BEGIN Data shown

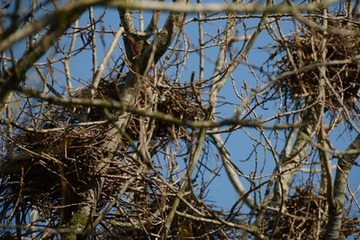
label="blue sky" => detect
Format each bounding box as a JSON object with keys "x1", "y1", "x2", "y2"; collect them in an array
[{"x1": 4, "y1": 1, "x2": 360, "y2": 219}]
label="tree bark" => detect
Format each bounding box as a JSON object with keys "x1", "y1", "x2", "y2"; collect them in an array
[{"x1": 62, "y1": 0, "x2": 187, "y2": 240}]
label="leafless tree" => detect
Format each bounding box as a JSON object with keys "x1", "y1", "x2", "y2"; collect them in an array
[{"x1": 0, "y1": 0, "x2": 360, "y2": 240}]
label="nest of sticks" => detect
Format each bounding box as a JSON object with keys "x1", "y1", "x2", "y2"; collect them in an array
[
  {"x1": 0, "y1": 75, "x2": 206, "y2": 236},
  {"x1": 272, "y1": 20, "x2": 360, "y2": 113},
  {"x1": 267, "y1": 187, "x2": 360, "y2": 239}
]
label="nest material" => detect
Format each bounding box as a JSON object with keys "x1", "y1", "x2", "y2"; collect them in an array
[
  {"x1": 73, "y1": 81, "x2": 205, "y2": 139},
  {"x1": 267, "y1": 187, "x2": 360, "y2": 239},
  {"x1": 274, "y1": 22, "x2": 360, "y2": 112},
  {"x1": 0, "y1": 76, "x2": 207, "y2": 236}
]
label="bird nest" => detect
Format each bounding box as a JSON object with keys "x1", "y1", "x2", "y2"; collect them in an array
[
  {"x1": 267, "y1": 187, "x2": 360, "y2": 239},
  {"x1": 0, "y1": 76, "x2": 204, "y2": 232},
  {"x1": 272, "y1": 22, "x2": 360, "y2": 112},
  {"x1": 74, "y1": 77, "x2": 205, "y2": 139}
]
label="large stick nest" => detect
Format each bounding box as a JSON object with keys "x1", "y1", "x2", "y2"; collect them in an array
[
  {"x1": 0, "y1": 76, "x2": 211, "y2": 239},
  {"x1": 273, "y1": 20, "x2": 360, "y2": 112}
]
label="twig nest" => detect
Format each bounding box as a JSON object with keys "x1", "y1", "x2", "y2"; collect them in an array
[{"x1": 273, "y1": 21, "x2": 360, "y2": 112}]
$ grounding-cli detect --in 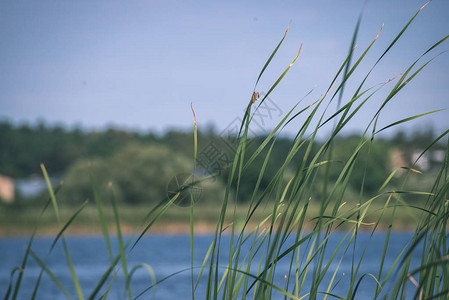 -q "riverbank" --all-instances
[0,203,421,237]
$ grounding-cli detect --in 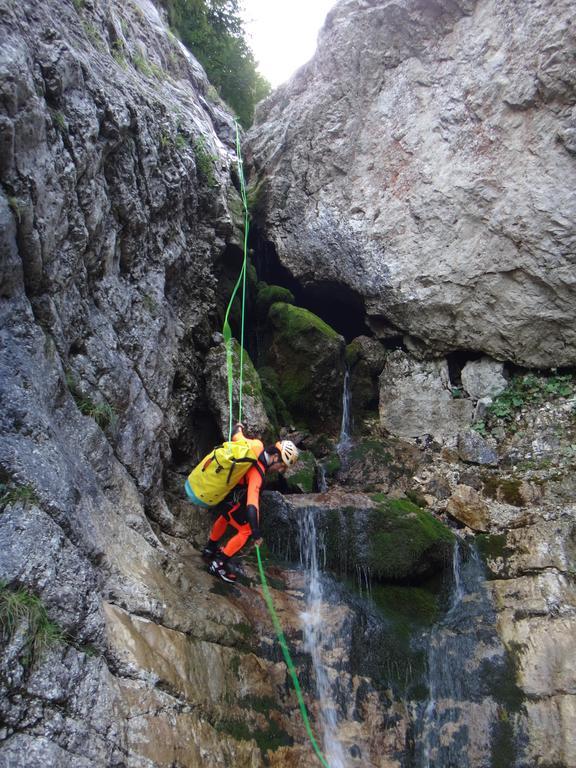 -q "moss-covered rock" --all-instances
[266,302,345,432]
[256,282,295,318]
[205,339,273,437]
[366,494,454,580]
[346,336,386,424]
[258,366,292,434]
[284,451,317,493]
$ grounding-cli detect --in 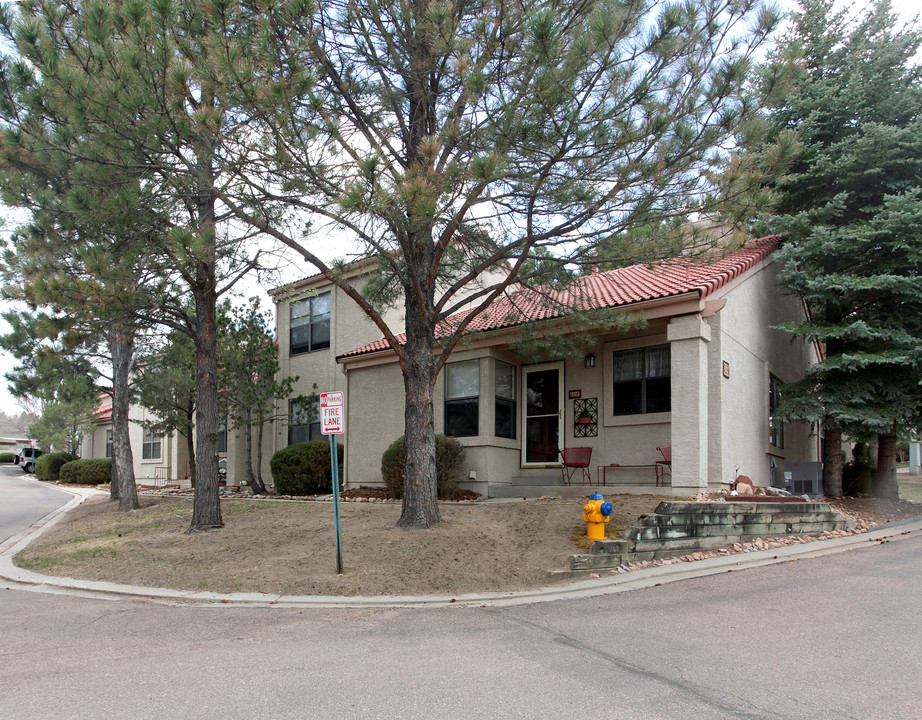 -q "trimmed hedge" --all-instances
[269,440,343,495]
[381,435,464,500]
[35,453,77,482]
[60,458,112,485]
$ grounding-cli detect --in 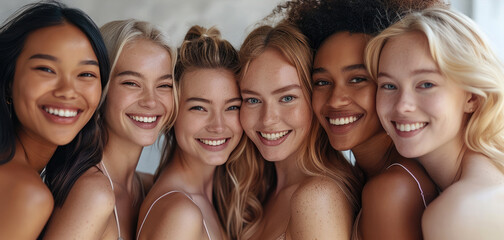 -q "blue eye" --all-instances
[381,83,397,90]
[350,77,367,83]
[245,98,260,104]
[419,82,434,88]
[280,96,295,102]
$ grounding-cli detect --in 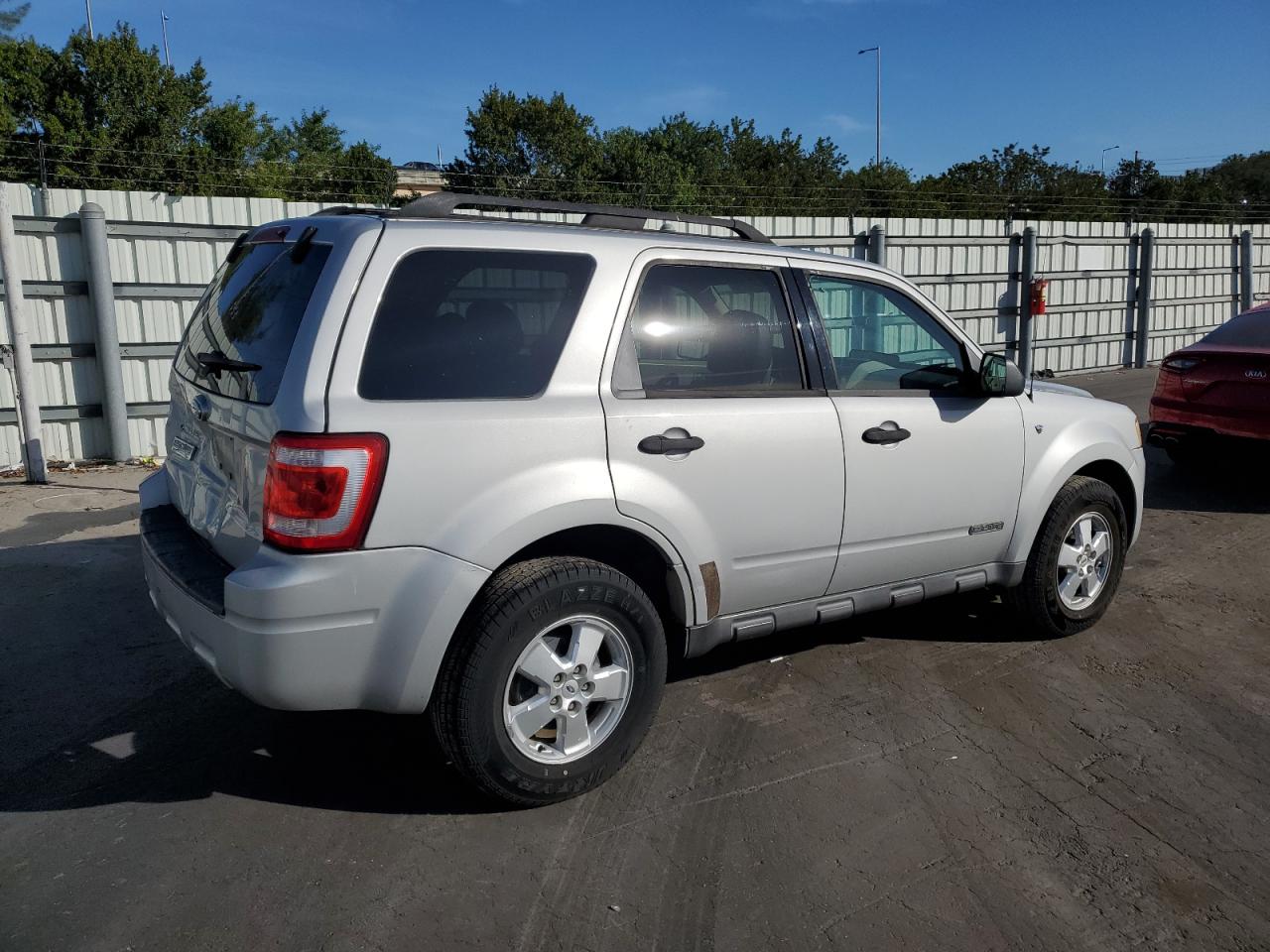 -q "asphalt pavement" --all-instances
[0,371,1270,952]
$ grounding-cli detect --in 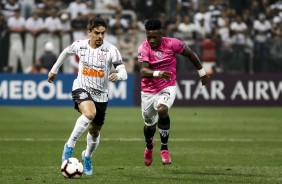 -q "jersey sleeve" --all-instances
[68,40,80,55]
[170,38,185,54]
[111,47,123,65]
[137,44,150,62]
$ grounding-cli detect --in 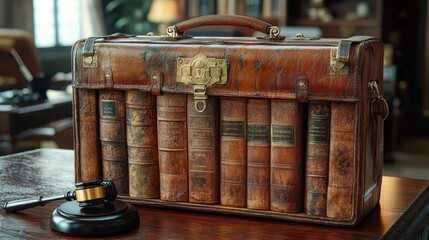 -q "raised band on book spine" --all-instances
[304,102,331,216]
[157,93,189,201]
[99,90,129,195]
[271,100,304,213]
[73,89,102,182]
[326,102,356,219]
[247,99,271,210]
[220,97,247,207]
[188,95,219,204]
[125,90,159,198]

END Data shown

Task to complete
Count how many lines of the items above contain the string "label", treating case as significant, and reply with the number alone.

Exercise response
8